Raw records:
● ● ● ● ●
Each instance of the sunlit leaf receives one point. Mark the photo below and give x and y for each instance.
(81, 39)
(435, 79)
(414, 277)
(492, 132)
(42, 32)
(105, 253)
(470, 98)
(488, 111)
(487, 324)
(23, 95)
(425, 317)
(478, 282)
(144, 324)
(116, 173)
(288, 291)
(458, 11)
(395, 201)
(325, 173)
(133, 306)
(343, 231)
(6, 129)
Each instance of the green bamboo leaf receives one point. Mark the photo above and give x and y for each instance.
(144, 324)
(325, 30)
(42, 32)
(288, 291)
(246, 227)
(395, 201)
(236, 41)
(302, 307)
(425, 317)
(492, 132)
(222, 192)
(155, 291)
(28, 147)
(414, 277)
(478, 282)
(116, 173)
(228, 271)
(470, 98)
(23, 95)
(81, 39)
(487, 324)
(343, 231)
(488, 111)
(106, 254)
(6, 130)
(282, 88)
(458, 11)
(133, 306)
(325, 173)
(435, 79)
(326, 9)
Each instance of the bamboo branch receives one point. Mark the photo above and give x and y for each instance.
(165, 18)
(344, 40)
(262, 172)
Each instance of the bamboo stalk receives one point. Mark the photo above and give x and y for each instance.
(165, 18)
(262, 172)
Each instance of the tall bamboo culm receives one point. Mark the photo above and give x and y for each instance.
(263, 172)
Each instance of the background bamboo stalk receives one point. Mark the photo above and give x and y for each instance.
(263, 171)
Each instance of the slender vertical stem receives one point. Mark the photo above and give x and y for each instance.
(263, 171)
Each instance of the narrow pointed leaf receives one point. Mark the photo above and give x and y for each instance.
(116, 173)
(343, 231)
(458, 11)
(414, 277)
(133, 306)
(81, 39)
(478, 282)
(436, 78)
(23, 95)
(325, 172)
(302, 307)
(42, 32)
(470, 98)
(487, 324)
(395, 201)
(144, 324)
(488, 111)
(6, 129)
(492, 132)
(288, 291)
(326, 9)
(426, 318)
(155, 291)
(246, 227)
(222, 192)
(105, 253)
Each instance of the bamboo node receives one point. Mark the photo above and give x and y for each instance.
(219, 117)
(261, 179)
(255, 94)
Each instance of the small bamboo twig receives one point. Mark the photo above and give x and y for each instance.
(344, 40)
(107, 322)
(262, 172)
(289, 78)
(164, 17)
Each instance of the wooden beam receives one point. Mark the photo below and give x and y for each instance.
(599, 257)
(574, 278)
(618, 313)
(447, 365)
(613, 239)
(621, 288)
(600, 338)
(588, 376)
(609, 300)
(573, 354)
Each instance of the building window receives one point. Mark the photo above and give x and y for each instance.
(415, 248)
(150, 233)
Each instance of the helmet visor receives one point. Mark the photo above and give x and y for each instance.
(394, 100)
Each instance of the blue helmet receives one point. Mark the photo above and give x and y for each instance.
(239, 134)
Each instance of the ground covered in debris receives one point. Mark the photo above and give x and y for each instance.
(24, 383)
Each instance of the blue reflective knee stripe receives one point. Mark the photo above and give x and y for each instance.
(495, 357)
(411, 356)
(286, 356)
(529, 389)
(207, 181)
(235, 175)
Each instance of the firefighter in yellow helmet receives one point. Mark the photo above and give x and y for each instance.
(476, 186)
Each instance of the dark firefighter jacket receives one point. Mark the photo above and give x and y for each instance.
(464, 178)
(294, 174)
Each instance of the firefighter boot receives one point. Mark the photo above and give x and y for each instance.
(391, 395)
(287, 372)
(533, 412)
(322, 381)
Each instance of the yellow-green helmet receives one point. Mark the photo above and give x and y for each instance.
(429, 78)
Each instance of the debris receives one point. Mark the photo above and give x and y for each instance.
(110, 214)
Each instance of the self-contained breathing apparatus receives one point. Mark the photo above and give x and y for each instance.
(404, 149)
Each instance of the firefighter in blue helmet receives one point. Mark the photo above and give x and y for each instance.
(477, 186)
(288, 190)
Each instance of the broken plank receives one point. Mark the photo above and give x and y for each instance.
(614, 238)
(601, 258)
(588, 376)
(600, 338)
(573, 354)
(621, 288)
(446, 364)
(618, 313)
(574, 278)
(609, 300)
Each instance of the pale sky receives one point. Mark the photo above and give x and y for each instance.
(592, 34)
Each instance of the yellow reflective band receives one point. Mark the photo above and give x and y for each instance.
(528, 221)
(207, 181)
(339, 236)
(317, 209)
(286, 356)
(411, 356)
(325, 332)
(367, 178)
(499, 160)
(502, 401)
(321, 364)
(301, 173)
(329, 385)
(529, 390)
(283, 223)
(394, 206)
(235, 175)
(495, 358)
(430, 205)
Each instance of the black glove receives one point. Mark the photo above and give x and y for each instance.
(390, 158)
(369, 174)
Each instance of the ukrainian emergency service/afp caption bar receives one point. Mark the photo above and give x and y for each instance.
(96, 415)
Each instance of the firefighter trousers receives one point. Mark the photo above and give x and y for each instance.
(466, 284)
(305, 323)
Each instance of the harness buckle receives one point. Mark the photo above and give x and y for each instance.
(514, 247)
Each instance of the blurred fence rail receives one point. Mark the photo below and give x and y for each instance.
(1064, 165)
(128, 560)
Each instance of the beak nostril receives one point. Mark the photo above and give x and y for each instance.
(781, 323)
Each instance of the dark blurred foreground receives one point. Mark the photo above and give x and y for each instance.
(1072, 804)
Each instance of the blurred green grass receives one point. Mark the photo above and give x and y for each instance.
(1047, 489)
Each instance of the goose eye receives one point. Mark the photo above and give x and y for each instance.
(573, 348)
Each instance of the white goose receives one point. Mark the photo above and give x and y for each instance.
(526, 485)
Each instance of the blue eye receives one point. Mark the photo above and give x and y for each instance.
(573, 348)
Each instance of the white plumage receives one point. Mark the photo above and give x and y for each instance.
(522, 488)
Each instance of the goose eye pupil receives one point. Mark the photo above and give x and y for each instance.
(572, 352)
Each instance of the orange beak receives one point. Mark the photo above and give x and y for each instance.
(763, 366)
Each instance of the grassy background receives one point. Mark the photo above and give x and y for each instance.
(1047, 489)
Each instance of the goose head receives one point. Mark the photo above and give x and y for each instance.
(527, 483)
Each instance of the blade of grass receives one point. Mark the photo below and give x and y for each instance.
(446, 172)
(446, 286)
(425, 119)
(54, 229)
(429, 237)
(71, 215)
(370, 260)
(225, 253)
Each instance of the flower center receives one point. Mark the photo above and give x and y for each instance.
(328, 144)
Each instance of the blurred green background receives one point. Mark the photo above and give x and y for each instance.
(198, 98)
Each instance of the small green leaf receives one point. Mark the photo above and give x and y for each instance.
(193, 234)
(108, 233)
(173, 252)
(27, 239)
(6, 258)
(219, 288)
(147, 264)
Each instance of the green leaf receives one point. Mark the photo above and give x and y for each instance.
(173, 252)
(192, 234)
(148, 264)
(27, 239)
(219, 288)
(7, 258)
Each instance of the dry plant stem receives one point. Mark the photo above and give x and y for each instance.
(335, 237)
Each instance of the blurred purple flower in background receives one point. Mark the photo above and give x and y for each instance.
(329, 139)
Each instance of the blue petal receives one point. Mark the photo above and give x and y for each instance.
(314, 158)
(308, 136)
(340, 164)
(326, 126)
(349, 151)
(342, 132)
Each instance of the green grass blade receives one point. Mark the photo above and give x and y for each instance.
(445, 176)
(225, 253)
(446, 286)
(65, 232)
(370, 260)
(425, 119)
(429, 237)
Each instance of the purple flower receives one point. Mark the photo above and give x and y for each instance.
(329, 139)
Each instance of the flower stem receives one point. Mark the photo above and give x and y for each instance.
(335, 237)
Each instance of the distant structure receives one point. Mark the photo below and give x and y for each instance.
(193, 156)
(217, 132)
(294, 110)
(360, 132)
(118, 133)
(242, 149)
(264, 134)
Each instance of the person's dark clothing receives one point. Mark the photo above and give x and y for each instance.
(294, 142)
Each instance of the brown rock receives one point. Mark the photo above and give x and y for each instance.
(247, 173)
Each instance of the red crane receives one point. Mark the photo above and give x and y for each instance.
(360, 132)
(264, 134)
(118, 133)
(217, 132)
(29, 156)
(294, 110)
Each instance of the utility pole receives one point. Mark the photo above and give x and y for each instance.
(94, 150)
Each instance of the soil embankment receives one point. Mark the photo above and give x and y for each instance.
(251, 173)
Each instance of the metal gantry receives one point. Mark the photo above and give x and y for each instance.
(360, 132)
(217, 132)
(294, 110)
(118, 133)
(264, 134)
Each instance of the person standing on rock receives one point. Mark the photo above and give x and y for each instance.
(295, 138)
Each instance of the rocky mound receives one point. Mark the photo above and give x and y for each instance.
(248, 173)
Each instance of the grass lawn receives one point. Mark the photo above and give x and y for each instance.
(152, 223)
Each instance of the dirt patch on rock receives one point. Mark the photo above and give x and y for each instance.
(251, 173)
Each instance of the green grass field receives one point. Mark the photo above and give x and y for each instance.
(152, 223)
● ● ● ● ●
*Task prompt*:
From the "Each instance of the brown" line to the close of the listing, restate each line word for word.

*Task answer*:
Each instance of the brown rock receives one point. Mark the photo above and give x and y for each instance.
(247, 173)
Each instance of the red crane receives one point. Mark the photo above and give x and y for each instance.
(360, 132)
(264, 134)
(118, 133)
(217, 132)
(29, 156)
(294, 110)
Each instance of the utility pole receives one point. Mark the photo above and give x and y for each instance.
(94, 150)
Each instance of the soil embankment receives one point. Mark the photo above and give x and y for each instance.
(251, 173)
Each instance of the metal gantry receives one point. Mark the photo above and give x and y for each instance.
(360, 132)
(217, 132)
(294, 110)
(118, 133)
(264, 134)
Each instance of the person standing on rock receives one point. Mark the photo above and give x and y for each instance.
(295, 138)
Each instance of the rocky mound receives one point. Mark the photo above and give x and y for each instance.
(248, 173)
Each instance of the grass lawn receives one point. Mark the photo above and give x and y for each instance.
(152, 223)
Each instance of the dirt patch on rock receives one point. Mark the photo above and give x and y for each instance.
(251, 173)
Each instance of the green grass field receives one point. Mark the photo above and give x and y for each instance.
(152, 223)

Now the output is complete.